• _Instructions to follow_
Rewrite the lines below with every "Pass-network tagging" changed to "Point labeling" and nothing else altered. Omit the pictures from your answer.
— start Records to use —
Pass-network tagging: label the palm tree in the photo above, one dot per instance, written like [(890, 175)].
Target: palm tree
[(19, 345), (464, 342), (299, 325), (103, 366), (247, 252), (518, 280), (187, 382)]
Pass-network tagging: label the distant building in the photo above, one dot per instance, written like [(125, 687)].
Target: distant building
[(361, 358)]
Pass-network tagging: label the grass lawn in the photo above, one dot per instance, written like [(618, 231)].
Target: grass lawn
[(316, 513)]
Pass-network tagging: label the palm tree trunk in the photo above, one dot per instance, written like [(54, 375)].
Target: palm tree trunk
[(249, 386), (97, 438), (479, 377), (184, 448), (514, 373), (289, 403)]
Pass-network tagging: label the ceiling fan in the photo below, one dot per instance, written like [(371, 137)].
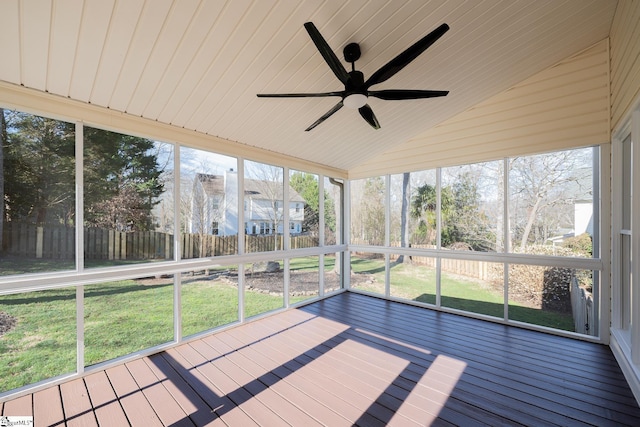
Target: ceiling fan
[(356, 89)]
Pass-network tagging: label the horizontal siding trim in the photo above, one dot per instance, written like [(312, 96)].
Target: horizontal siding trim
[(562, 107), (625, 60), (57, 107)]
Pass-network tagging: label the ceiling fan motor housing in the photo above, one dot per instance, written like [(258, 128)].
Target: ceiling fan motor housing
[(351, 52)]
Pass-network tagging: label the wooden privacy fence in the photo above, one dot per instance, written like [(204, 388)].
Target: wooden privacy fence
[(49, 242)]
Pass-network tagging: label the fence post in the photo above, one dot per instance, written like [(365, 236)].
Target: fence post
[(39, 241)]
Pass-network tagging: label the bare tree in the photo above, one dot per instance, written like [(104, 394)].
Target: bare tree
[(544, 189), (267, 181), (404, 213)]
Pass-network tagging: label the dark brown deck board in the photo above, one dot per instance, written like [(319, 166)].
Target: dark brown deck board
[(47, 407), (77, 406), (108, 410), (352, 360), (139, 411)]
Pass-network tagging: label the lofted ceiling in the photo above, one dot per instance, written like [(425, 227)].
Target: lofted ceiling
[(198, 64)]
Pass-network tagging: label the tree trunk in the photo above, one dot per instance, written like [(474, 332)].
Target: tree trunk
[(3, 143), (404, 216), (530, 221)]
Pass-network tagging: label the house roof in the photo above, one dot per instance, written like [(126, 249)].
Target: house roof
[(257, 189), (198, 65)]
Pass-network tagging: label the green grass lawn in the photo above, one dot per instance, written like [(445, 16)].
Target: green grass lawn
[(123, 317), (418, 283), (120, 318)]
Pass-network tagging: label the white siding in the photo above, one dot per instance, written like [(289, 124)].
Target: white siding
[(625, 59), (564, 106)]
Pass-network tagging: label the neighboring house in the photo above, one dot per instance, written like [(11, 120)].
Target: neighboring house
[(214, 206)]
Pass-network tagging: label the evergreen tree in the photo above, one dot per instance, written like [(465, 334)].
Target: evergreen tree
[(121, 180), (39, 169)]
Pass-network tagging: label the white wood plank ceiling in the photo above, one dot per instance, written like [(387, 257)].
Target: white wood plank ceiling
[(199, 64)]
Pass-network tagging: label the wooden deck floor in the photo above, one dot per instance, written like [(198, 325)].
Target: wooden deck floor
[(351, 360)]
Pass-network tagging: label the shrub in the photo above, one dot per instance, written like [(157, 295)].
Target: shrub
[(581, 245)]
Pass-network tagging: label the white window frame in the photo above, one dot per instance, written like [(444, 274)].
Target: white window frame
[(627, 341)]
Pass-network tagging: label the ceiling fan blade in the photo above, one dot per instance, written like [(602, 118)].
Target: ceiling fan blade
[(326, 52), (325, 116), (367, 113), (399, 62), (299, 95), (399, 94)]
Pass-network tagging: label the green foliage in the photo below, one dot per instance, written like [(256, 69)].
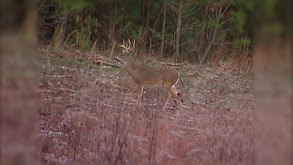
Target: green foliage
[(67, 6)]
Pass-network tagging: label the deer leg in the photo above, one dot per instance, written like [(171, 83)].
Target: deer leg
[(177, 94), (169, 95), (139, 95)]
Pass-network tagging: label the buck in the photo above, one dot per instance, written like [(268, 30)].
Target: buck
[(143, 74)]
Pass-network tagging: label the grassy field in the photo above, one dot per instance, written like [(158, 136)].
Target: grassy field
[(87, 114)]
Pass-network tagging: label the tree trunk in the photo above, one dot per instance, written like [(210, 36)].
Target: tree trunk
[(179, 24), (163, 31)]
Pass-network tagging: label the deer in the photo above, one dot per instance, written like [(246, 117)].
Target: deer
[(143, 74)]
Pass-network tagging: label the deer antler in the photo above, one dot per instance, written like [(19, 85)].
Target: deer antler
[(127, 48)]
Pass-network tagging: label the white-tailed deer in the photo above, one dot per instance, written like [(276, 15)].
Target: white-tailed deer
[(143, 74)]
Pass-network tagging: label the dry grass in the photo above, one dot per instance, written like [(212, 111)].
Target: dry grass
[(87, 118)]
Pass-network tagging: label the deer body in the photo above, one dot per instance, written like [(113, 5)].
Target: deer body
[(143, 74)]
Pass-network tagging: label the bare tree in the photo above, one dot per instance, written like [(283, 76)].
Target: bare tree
— end Records to use —
• _The solution_
Point labeling: label the palm tree in the photo above, one dot per instance, written like [(890, 175)].
Target: palm tree
[(19, 345), (464, 342), (299, 325), (103, 366), (247, 252), (518, 280), (187, 382)]
Point labeling: label the distant building in the photo above, one dot per instance, written like [(125, 687)].
Target: distant building
[(361, 358)]
Point labeling: label the grass lawn in the photo above, one dot per instance, written like [(618, 231)].
Target: grass lawn
[(316, 513)]
Point labeling: label the palm tree trunk in the photo above, one dot per instance, written like [(54, 375)].
Target: palm tree trunk
[(249, 386), (97, 438), (479, 377), (184, 448), (514, 373), (289, 403)]
Point labeling: label the ceiling fan in the photo below, one dot per instance, written like [(371, 137)].
Target: ceiling fan
[(356, 89)]
Point labeling: label the horizontal siding trim in the photo above, one dot per instance, written like [(312, 96)].
Target: horizontal siding trim
[(562, 107), (625, 60), (57, 107)]
Point labeling: label the ceiling fan motor housing in the photo above, one dot per instance, written like [(258, 128)].
Target: ceiling fan motor housing
[(351, 52)]
Point labeling: label the wooden privacy fence in the photo above, one dot per instance, written like [(204, 388)].
Target: wooden privacy fence
[(49, 242)]
Point labeling: label the fence post in the photo above, one dot per instance, written like [(365, 236)].
Target: fence post
[(39, 241)]
Point labeling: label the bare tree in the photo above, one dot per instance, written like [(104, 394)].
Target: bare tree
[(544, 189), (267, 181), (404, 213)]
Point labeling: label the dark brown deck board in the photo above, one dot per instance, written like [(319, 166)].
Target: dark brown deck board
[(47, 407), (77, 406), (108, 410), (352, 360), (139, 411)]
Point labeling: label the lofted ceiling in the photo above, one dot per instance, written like [(425, 227)].
Target: lofted ceiling
[(198, 64)]
Point labeling: label the tree trunk in the photo above, one dot per instance, written like [(474, 332)].
Target: tree trunk
[(3, 143), (404, 216), (530, 221)]
Point labeling: label the house roof in the photo above, one dot per instance, written like [(126, 249)].
Target: house roof
[(257, 189), (198, 65)]
Point labeling: label the green grass lawn in the photo above, one dot per instance, written like [(445, 16)].
Target: green grass lawn
[(123, 317), (418, 283), (120, 318)]
Point labeling: label the white siding in the photo above, one dot per instance, written like [(289, 124)].
Target: white siding
[(625, 59), (564, 106)]
Point labeling: label the neighboring house in the photo above, one dot per instance, written like [(11, 120)].
Target: neighboring house
[(214, 206)]
Point labeling: label the evergreen tree in the photo above, one dot per instance, written like [(465, 334)].
Target: evergreen tree
[(121, 180), (39, 169)]
Point labeling: label the white wood plank ceiling in the photo above, one dot per instance, written like [(387, 257)].
Target: white wood plank ceiling
[(199, 64)]
Point labeling: label the wooden deck floor in the photo above, one dot per instance, written like [(198, 325)].
Target: wooden deck floor
[(351, 360)]
Point labeling: label the shrub in the photo above, one dot per instance, written like [(157, 295)].
Target: shrub
[(581, 245)]
Point labeling: label the white window frame in the photo above, one dot per instance, written like [(444, 274)].
Target: white window frame
[(627, 341)]
Point labeling: label the ceiling fan blade in the photo above, one dot per instance, written like [(602, 118)].
Target: ceiling fan blade
[(326, 52), (325, 116), (367, 113), (399, 62), (299, 95), (399, 94)]
Point labeling: label the green foliage in the photo below, one dot per instance, written like [(256, 69)].
Target: green foliage
[(67, 6)]
Point labeling: label the deer leg in the photo above, one dot per instance, written like [(171, 83)].
Target: deer leg
[(177, 94), (169, 95), (139, 95)]
Point labeling: label the buck in the photo above, one dot per instance, written like [(268, 30)].
Target: buck
[(143, 74)]
Point labeling: label the grassy field in the photo above, one dot per instance, written like [(158, 136)].
Target: grassy field
[(87, 114)]
Point labeling: label the tree trunk in the photo above, one dot per instance, written like [(210, 36)].
Target: tree trunk
[(179, 24), (163, 31)]
Point labeling: label the deer in the photo above, one dot per instance, written like [(246, 117)].
Target: deer
[(143, 74)]
Point labeling: label the deer antler in the photo above, one dot per instance, written like [(19, 85)].
Target: deer antler
[(127, 48)]
Point labeling: label the white-tailed deer in the photo above, one dot per instance, written like [(276, 15)].
Target: white-tailed deer
[(143, 74)]
Point labeling: label the dry grass in the photo above, one dot per instance, written like [(212, 111)].
Target: dry grass
[(87, 118)]
Point labeling: label the deer body in the photo above, one dot per instance, written like [(113, 5)].
Target: deer body
[(143, 74)]
Point labeling: label the bare tree in the photo above, one dot per instance, written like [(283, 76)].
Target: bare tree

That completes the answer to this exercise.